(Coordinate annotation entries)
============================================================
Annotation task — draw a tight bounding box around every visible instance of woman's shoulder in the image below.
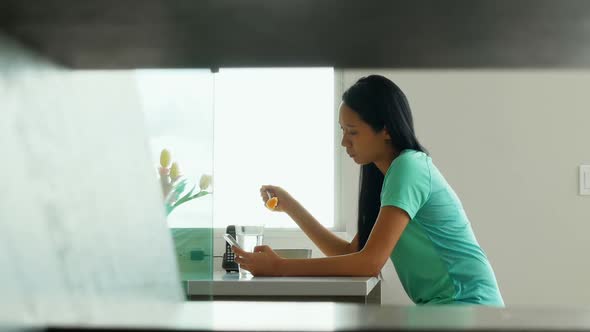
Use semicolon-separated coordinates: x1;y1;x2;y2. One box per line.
386;149;430;176
392;149;430;167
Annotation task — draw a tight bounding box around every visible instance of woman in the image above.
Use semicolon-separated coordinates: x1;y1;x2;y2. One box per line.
233;75;504;306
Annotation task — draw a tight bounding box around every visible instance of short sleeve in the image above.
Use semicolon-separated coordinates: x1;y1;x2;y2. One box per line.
381;151;431;219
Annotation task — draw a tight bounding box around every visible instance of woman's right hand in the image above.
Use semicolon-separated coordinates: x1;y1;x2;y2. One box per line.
260;185;295;212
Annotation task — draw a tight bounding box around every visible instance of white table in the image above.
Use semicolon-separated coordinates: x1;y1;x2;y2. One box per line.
40;301;590;332
185;272;381;304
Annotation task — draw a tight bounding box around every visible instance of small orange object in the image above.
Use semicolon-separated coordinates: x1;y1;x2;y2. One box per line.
266;197;279;210
266;190;279;210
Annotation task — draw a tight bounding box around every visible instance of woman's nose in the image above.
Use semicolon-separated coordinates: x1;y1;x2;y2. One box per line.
340;136;350;147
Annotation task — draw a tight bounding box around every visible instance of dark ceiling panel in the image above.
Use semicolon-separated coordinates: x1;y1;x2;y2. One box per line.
0;0;590;68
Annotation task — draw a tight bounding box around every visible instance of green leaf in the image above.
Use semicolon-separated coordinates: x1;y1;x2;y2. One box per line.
174;191;211;207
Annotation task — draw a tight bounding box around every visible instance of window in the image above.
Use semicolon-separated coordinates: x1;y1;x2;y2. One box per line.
136;68;339;228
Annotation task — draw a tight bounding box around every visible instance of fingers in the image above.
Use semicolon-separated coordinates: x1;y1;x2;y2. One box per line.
254;245;272;252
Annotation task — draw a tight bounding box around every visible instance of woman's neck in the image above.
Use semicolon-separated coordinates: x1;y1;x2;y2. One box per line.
374;150;399;176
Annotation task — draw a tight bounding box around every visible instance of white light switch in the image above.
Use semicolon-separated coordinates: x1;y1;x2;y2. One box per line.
580;165;590;195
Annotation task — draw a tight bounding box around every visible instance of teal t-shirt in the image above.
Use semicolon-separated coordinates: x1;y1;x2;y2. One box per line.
381;150;504;306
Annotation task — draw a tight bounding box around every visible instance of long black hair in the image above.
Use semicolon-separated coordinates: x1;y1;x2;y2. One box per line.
342;75;428;251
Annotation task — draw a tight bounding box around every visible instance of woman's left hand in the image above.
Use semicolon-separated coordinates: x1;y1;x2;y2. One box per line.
232;246;283;276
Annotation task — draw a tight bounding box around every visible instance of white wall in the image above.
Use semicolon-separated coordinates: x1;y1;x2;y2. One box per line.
343;70;590;306
0;35;183;324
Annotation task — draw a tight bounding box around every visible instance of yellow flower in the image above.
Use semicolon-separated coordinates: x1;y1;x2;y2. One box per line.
160;149;172;168
199;174;213;190
170;162;182;182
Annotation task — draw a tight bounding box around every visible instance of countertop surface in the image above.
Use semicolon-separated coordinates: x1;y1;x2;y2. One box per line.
23;301;590;331
186;271;380;296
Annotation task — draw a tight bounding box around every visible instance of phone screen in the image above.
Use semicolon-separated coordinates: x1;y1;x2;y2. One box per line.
223;233;242;249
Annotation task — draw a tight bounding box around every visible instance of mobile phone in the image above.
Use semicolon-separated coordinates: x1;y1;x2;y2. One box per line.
223;233;242;249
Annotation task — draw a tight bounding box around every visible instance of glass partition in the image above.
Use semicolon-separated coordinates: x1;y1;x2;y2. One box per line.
135;69;214;299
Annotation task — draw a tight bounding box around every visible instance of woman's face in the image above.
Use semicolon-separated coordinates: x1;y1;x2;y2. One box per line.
338;103;392;165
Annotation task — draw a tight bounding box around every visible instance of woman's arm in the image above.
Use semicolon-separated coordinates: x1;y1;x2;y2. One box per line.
234;206;410;276
285;201;358;256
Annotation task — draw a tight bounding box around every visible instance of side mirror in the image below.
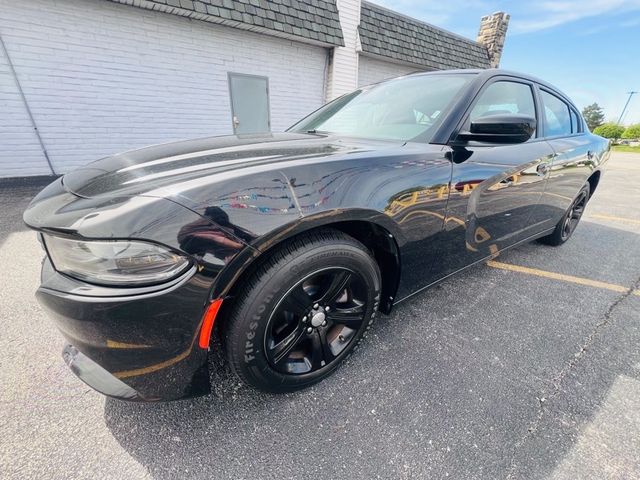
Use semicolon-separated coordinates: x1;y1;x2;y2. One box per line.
458;113;536;143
============================================================
● **Work required**
Reproduce the data verbatim, everything from the line containing "sleeve in the image above." down to the line containing "260;185;295;212", with both of those lines included.

● **Answer to this exercise**
Annotation task — draw a tight bounding box around every visible instance of short sleeve in the image above.
Use semicolon-separated coordinates: x1;y1;x2;y2. One box per line.
381;151;431;219
Annotation task — draw a tight bounding box around every visible instance of woman's right hand in the image above.
Use semicolon-separated coordinates: x1;y1;x2;y2. One box per line.
260;185;295;212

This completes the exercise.